# start of Record set

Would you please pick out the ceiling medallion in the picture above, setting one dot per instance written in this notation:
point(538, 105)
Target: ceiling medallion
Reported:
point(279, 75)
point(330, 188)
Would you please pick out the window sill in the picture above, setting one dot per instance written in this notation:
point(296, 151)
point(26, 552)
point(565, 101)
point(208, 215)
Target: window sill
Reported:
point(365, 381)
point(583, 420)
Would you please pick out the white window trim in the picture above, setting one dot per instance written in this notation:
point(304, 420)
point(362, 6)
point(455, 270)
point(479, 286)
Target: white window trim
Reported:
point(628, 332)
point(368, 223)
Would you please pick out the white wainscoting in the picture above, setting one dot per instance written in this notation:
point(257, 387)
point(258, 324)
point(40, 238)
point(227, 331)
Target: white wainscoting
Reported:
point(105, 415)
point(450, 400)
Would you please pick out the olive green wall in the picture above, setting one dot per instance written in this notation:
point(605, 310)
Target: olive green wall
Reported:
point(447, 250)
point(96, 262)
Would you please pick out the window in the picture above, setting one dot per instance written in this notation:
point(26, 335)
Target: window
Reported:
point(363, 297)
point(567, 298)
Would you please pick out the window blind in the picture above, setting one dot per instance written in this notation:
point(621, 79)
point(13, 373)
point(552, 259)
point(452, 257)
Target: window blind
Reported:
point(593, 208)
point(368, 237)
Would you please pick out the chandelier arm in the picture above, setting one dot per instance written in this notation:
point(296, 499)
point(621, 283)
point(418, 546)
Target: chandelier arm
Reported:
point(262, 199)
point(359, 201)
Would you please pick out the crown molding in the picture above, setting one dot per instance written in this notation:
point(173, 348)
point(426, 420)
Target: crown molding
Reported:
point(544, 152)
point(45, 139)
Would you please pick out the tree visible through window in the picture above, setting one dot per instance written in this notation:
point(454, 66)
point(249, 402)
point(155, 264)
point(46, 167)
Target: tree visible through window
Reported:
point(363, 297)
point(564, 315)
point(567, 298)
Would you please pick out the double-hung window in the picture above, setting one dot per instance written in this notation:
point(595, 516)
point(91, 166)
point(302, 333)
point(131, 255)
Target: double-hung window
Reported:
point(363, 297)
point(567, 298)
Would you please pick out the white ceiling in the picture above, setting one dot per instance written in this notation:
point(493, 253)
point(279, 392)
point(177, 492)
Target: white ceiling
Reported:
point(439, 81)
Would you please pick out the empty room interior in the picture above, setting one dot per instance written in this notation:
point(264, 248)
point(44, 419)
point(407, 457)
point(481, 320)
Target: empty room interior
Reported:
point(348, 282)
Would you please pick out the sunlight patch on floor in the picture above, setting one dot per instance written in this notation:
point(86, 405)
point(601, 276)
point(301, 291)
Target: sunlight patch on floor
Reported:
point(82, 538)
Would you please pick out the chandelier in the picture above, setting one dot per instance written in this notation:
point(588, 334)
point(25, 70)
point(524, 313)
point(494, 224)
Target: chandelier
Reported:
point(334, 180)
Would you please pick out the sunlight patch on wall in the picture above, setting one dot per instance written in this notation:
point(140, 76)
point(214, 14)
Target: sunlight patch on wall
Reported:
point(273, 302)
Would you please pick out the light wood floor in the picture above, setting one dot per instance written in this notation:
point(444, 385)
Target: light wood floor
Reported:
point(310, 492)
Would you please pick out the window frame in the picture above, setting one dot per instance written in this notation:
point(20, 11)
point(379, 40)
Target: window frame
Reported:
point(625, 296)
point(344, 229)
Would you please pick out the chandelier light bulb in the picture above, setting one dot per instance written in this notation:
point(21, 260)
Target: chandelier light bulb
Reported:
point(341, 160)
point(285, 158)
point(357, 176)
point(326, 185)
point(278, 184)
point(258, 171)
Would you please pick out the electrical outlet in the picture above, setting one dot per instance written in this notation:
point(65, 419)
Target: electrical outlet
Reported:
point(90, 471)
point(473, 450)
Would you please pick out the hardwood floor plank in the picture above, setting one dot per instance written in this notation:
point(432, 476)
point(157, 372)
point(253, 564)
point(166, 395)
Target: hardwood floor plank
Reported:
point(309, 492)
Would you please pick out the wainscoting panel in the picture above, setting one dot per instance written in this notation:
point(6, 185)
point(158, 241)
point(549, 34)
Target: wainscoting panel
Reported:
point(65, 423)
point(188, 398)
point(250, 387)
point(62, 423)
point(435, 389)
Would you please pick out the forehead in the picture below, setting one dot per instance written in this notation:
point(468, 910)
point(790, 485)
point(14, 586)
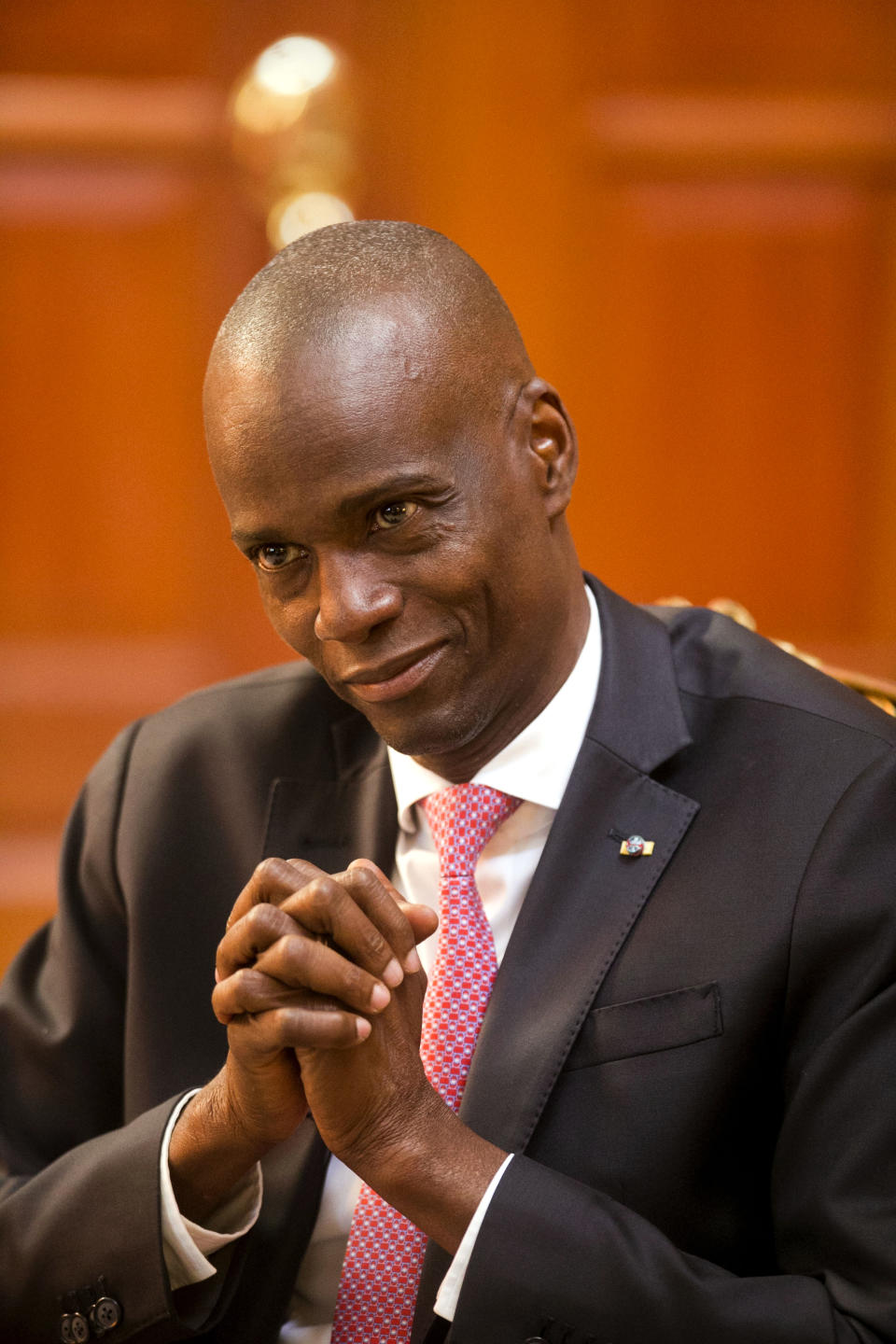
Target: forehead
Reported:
point(383, 387)
point(333, 436)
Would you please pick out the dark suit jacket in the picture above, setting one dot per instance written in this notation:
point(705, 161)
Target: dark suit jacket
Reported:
point(692, 1053)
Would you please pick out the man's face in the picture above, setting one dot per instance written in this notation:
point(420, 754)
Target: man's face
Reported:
point(402, 543)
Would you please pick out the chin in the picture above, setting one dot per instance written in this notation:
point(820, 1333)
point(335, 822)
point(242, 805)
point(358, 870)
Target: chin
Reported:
point(427, 735)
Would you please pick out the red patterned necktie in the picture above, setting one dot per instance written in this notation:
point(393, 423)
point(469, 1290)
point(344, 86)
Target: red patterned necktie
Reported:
point(385, 1255)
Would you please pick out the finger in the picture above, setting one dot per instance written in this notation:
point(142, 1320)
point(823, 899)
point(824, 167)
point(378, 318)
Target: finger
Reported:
point(260, 926)
point(422, 921)
point(272, 882)
point(296, 1027)
point(354, 919)
point(302, 962)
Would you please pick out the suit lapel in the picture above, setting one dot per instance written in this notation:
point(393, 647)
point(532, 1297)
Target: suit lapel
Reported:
point(340, 809)
point(584, 895)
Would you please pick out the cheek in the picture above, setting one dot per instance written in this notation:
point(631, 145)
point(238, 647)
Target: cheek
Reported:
point(293, 622)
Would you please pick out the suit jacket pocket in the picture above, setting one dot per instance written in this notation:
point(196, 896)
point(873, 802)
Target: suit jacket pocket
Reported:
point(644, 1026)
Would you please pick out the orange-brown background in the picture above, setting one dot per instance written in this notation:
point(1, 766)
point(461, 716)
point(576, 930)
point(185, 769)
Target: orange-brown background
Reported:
point(691, 207)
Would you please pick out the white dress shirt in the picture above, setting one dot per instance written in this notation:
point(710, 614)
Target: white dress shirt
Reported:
point(535, 766)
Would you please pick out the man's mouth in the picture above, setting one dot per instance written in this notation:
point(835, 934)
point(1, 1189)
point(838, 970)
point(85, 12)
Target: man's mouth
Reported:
point(394, 678)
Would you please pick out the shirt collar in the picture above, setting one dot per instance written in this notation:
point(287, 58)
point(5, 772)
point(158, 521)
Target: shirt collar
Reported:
point(536, 765)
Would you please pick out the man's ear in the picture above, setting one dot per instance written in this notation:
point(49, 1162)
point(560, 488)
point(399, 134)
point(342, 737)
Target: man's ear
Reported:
point(553, 441)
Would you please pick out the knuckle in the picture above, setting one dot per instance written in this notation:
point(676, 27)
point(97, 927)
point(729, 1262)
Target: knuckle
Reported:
point(373, 946)
point(269, 870)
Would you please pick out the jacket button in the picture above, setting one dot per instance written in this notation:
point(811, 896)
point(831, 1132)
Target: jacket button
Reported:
point(105, 1315)
point(74, 1329)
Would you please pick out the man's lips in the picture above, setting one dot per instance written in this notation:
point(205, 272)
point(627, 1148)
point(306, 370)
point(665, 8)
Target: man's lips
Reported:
point(395, 678)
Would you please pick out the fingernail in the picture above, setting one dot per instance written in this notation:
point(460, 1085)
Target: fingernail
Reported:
point(379, 998)
point(392, 974)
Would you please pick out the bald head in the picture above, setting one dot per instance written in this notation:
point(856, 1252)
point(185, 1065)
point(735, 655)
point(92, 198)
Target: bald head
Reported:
point(398, 477)
point(366, 284)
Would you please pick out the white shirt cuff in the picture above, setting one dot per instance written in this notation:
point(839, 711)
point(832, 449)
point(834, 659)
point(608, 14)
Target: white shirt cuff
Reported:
point(186, 1245)
point(453, 1282)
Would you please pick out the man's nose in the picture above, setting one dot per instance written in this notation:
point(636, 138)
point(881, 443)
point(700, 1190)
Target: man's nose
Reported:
point(354, 597)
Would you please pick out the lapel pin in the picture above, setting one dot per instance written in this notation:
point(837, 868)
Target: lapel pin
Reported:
point(636, 846)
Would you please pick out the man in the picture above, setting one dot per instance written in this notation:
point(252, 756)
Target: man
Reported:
point(678, 1121)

# end of Record set

Print exactly the lines above, starting at the line that contains "Would you please pick out the man's lips" and ending with the last line of the records, both included.

Would you please pick out the man's lips in the picture above, setting one dot per instance written in this notation:
point(205, 272)
point(627, 1148)
point(306, 370)
point(665, 8)
Target: man's lips
Reported:
point(395, 678)
Would you please pick out the fingernail in the picture above, setting one dot per instance written in this notation:
point(460, 1085)
Target: fingernail
Reported:
point(379, 998)
point(392, 974)
Would you please pick out the bald head in the picture above, setting one dot per instance written in this notation:
point(856, 1252)
point(185, 1065)
point(735, 655)
point(92, 198)
Target: bald head
Reported:
point(398, 477)
point(366, 284)
Would you please pick out the white shirt cuff in the picture above, setting one dot per instance written in this notation:
point(839, 711)
point(832, 449)
point(834, 659)
point(608, 14)
Target: white shirt cuff
Reported:
point(186, 1245)
point(453, 1282)
Would you please pick out the man's nose in the picture above, setting one dot per instance written in this notation:
point(636, 138)
point(881, 443)
point(700, 1190)
Target: man's nose
Reported:
point(354, 597)
Would you please pick out the lapel pin in the picture above, setting one dot per instance written in this notation:
point(837, 868)
Target: lapel pin
Reported:
point(636, 846)
Would you please pick out the man in the picture above, setting one dot per instance written in this notation:
point(252, 756)
Target: man
Reported:
point(678, 1121)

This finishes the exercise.